##### Data supplied #####

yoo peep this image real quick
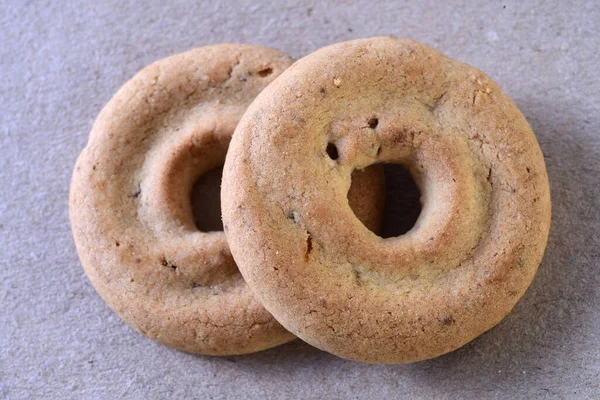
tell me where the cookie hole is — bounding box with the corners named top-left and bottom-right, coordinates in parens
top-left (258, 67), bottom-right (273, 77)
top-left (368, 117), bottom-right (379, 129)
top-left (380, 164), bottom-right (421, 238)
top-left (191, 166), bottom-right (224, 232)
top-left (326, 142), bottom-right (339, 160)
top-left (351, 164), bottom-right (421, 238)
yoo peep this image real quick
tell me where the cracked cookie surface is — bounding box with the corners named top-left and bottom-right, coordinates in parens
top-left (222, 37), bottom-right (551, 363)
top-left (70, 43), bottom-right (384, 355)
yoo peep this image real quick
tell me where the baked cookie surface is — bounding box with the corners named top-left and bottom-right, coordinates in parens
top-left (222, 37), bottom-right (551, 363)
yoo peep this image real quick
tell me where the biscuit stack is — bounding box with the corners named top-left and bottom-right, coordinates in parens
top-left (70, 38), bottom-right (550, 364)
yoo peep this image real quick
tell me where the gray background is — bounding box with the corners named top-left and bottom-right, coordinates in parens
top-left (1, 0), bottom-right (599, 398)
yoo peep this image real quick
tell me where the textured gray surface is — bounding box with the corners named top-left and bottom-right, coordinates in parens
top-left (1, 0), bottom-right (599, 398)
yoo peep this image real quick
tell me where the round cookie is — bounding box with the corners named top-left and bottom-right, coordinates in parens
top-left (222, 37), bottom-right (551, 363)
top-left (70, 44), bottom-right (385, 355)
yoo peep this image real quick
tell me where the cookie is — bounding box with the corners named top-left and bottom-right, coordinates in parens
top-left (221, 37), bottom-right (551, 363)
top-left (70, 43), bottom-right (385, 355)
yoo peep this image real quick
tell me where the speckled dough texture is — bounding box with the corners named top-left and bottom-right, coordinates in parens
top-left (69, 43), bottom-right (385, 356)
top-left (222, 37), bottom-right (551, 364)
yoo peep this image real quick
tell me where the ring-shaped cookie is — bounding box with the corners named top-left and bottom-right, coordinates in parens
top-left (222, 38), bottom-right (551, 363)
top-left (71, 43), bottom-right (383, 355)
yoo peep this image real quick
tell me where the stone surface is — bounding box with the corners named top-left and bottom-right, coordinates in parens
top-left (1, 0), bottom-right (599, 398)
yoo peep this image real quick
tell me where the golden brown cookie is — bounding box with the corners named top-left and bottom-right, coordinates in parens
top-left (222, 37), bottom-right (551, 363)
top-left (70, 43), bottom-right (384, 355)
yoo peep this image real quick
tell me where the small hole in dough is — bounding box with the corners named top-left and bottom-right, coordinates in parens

#####

* [Work item]
From the first line to the last, repeat the records above exactly, leaving out the pictures.

* [Result of the task]
yoo peep this image real quick
tell me where the cookie hole is — bounding box with the corners named top-left and bottom-right, coordinates in parens
top-left (258, 67), bottom-right (273, 77)
top-left (368, 117), bottom-right (379, 129)
top-left (380, 164), bottom-right (421, 238)
top-left (191, 166), bottom-right (224, 232)
top-left (326, 142), bottom-right (339, 160)
top-left (351, 164), bottom-right (421, 238)
yoo peep this image real quick
tell me where the cracked cookie surface is — bounding box with the corners named top-left and bottom-right, coordinates in parens
top-left (222, 37), bottom-right (551, 363)
top-left (70, 43), bottom-right (384, 355)
yoo peep this image real quick
tell me where the baked cookie surface is — bounding box with the corners named top-left and bottom-right, coordinates in parens
top-left (222, 37), bottom-right (551, 363)
yoo peep this image real quick
tell me where the biscuit stack is — bounding box with the corners named top-left and bottom-right, coordinates in parens
top-left (70, 38), bottom-right (550, 364)
yoo peep this image real quick
tell me where the gray background is — bounding box with the corners named top-left and bottom-right, coordinates in parens
top-left (1, 0), bottom-right (599, 398)
yoo peep this image real quick
tell me where the textured gray surface is — bounding box with the corners named top-left and bottom-right, coordinates in parens
top-left (1, 0), bottom-right (599, 398)
yoo peep this image real quick
tell me where the round cookie is — bounding box with the corners named top-left and bottom-right, coordinates in parens
top-left (222, 37), bottom-right (551, 363)
top-left (70, 44), bottom-right (385, 355)
yoo peep this image real quick
tell me where the cookie is — bounding box with the corners named top-left and bottom-right, coordinates in parens
top-left (221, 37), bottom-right (551, 363)
top-left (70, 43), bottom-right (385, 355)
yoo peep this image real quick
tell me where the speckled dough texture is — bounding box with the corners named top-left and bottom-right, coordinates in parens
top-left (69, 43), bottom-right (385, 356)
top-left (222, 37), bottom-right (551, 364)
yoo peep this image real quick
tell me where the ring-shaped cookie is — bounding box with the corners named top-left and bottom-right, coordinates in parens
top-left (222, 38), bottom-right (551, 363)
top-left (71, 43), bottom-right (383, 355)
yoo peep this image real quick
tell me where the stone surface is — bounding box with the corners named top-left and bottom-right, coordinates in parens
top-left (1, 0), bottom-right (599, 398)
yoo peep this image real quick
tell me where the golden brown cookie is — bounding box with the corners named top-left and bottom-right, coordinates in parens
top-left (222, 37), bottom-right (551, 363)
top-left (70, 43), bottom-right (384, 355)
yoo peep this image real quick
tell me where the small hole in dough is — bounding box with the corners named top-left and bottom-right, coordinates in parens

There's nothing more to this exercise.